[What you should do]:
The line with "Request query: rug fringe" starts the range, and the last line of the listing ends it. Retype that range exactly, without pictures.

[Material for this task]:
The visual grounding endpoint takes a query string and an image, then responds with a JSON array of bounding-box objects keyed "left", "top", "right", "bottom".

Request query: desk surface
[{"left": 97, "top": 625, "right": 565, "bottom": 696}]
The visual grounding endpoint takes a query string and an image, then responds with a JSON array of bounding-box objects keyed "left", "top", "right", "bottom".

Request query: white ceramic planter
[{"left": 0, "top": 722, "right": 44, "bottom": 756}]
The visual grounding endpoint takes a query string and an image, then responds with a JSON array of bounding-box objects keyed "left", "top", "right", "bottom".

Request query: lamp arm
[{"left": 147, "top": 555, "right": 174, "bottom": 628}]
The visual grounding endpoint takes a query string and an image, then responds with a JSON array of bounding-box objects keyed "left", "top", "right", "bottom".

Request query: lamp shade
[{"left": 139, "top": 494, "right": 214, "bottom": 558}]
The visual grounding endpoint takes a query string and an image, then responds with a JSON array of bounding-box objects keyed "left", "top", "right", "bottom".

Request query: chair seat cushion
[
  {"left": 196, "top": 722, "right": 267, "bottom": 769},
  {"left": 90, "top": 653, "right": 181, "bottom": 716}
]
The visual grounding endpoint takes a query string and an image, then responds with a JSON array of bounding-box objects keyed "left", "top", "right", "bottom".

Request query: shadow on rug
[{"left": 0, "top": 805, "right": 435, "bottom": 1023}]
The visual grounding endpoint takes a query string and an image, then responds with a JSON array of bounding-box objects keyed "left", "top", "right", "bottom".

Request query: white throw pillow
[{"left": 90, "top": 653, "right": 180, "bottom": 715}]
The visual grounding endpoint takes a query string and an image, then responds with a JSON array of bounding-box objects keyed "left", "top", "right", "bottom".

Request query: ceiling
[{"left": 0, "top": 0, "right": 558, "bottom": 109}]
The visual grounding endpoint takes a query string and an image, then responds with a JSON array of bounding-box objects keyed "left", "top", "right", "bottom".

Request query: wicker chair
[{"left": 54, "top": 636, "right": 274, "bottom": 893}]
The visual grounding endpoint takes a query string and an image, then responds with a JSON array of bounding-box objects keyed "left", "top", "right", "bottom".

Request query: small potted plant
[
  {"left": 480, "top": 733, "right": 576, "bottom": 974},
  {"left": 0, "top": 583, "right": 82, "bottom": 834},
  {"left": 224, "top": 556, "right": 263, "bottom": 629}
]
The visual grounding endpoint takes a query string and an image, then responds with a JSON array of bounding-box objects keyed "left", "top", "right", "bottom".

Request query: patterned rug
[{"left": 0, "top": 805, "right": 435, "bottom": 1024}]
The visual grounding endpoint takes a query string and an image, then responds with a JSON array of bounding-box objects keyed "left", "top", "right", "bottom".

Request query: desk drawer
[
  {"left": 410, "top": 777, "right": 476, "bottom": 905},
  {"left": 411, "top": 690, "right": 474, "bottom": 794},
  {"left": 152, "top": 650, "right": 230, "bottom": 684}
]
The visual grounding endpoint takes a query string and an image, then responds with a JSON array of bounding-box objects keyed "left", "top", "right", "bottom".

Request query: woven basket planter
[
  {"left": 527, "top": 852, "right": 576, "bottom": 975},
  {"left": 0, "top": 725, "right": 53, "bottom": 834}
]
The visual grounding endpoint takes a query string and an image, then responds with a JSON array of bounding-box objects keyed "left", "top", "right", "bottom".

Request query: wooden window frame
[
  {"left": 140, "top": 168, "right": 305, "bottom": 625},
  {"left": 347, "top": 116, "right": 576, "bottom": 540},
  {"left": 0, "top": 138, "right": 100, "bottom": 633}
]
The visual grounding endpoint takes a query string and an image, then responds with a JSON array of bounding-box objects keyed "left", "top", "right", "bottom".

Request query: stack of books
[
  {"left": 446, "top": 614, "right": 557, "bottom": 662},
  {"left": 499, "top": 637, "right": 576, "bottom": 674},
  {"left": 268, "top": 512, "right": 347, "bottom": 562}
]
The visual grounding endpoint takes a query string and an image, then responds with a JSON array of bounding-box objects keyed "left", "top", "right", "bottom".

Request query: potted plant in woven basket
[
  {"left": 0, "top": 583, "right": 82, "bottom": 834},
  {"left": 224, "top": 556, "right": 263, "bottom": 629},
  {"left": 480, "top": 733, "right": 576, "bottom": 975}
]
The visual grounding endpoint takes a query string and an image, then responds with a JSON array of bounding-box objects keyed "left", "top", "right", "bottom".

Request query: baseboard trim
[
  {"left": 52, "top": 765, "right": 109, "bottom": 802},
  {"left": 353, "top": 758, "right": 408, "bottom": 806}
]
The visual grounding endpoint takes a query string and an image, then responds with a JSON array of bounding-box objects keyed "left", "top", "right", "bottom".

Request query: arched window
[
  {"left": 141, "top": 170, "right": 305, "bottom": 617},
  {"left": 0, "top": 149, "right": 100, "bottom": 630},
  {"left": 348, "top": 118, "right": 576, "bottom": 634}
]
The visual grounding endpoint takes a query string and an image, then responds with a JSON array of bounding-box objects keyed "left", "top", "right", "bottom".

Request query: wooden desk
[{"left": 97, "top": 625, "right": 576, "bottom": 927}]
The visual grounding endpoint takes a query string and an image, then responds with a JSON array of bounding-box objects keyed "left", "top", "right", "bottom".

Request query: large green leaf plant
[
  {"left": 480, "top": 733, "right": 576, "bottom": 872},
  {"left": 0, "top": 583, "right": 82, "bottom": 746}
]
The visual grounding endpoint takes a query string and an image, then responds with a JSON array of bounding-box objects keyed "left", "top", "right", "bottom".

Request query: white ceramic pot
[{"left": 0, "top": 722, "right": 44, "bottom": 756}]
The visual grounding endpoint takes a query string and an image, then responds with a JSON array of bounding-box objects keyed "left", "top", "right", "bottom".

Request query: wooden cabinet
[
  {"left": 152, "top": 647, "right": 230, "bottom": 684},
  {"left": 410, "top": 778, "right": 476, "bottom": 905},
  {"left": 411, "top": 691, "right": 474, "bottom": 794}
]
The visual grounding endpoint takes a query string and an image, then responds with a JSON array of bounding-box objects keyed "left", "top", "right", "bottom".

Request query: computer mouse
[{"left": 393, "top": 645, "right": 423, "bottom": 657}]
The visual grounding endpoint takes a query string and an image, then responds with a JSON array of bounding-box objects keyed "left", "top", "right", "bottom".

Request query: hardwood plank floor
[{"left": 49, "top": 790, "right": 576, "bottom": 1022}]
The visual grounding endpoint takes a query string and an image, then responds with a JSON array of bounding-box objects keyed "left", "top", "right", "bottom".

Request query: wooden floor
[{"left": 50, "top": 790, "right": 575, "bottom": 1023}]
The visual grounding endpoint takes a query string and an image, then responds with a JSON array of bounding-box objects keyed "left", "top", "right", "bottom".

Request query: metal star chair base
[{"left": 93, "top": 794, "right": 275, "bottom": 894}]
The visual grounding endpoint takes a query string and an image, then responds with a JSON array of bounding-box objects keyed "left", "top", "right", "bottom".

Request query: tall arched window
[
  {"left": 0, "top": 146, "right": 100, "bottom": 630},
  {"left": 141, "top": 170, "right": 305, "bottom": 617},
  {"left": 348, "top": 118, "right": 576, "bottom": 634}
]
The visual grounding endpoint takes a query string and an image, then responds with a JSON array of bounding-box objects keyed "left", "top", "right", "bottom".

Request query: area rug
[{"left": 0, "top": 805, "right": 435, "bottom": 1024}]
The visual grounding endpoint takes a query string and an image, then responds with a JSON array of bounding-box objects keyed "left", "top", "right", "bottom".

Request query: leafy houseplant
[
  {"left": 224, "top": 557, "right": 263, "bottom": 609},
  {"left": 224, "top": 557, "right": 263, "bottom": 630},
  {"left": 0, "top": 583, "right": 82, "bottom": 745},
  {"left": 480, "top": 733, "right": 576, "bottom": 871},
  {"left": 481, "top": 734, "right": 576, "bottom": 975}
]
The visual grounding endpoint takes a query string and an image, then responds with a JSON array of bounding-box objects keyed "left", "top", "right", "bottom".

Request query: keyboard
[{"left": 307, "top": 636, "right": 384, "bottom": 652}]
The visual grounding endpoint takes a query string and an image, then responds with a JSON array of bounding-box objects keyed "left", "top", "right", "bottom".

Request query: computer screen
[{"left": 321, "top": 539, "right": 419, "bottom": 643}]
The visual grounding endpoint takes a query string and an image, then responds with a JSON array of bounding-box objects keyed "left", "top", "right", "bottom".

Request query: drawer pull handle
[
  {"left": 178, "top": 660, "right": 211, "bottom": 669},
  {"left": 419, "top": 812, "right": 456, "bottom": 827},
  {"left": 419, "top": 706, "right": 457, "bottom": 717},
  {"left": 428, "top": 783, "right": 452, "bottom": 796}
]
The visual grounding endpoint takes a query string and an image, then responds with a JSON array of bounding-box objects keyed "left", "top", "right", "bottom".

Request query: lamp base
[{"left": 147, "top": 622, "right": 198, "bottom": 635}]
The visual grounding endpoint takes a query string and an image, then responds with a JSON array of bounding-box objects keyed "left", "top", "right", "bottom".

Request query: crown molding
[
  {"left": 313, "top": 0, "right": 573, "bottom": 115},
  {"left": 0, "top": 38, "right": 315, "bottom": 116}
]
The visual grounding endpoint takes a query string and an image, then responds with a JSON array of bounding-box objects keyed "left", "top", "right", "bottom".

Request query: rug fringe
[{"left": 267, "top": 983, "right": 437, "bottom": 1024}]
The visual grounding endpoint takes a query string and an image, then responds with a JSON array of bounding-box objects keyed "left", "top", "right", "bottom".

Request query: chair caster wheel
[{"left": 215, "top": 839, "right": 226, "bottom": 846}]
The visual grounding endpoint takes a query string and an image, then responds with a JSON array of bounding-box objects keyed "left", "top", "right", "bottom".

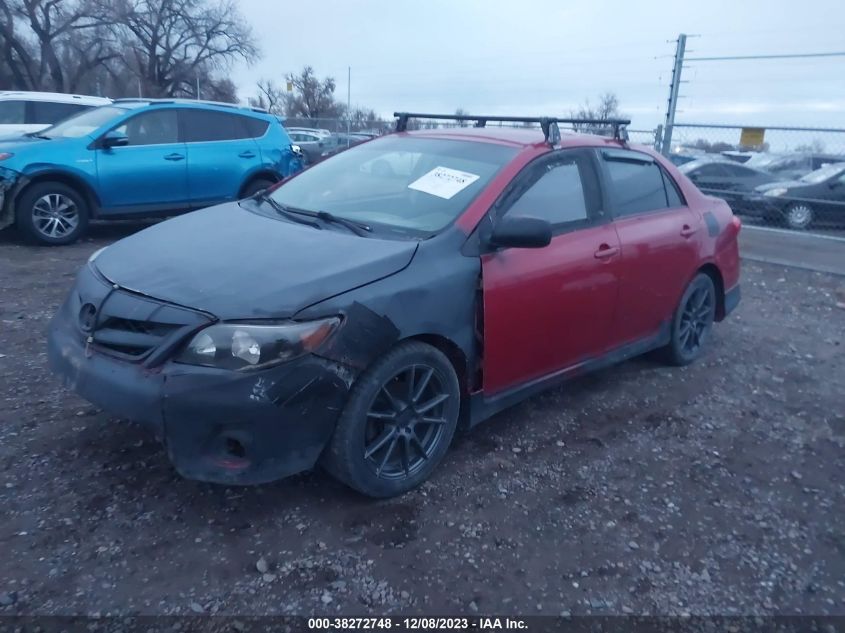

[Your response]:
Request query: rug fringe
[{"left": 267, "top": 983, "right": 437, "bottom": 1024}]
The visual grounding endpoint takes a query string and an image, then responds with a JSON array of bounding-box objects keyed "left", "top", "right", "bottom".

Request query: chair caster wheel
[{"left": 215, "top": 839, "right": 226, "bottom": 846}]
The visual grounding endpoint takes a query string and an image, then responds with a JSON array of bounding-box objects keyed "left", "top", "right", "bottom".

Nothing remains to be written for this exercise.